*Work order:* Copy out every line of text in the records below verbatim, omitting the pictures.

──────────────────────────────

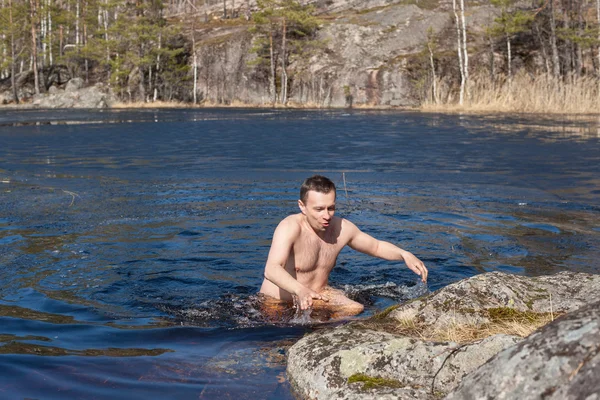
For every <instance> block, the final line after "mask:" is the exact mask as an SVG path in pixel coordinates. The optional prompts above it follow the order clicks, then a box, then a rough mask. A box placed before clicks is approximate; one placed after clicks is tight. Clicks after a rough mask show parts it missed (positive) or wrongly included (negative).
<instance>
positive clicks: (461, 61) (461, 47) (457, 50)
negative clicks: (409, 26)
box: [452, 0, 465, 106]
mask: <svg viewBox="0 0 600 400" xmlns="http://www.w3.org/2000/svg"><path fill="white" fill-rule="evenodd" d="M452 8H453V10H454V18H455V20H456V36H457V42H458V44H457V51H458V66H459V69H460V97H459V101H458V104H460V105H461V106H462V105H463V103H464V97H465V67H464V64H463V56H462V55H463V52H462V39H461V32H460V20H459V18H458V12H457V10H456V0H452Z"/></svg>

──────────────────────────────

*Exercise output:*
For every <instance> block, the final line after "mask:" is the exact mask as an SVG path in pixel coordinates. The optional prompts above it follow the order clicks, then a box, then a rough mask. A box placed before clicks is approximate; one placed after clicks is tight. Clicks after a rough mask show parts it missed (positive) or wrongly included (negative).
<instance>
positive clicks: (461, 61) (461, 47) (457, 50)
negative clicks: (409, 26)
box: [452, 0, 465, 106]
mask: <svg viewBox="0 0 600 400" xmlns="http://www.w3.org/2000/svg"><path fill="white" fill-rule="evenodd" d="M452 8H453V10H454V18H455V20H456V36H457V42H458V44H457V51H458V66H459V69H460V97H459V101H458V104H460V105H461V106H462V105H463V103H464V97H465V67H464V64H463V56H462V55H463V52H462V39H461V32H460V20H459V18H458V12H457V10H456V0H452Z"/></svg>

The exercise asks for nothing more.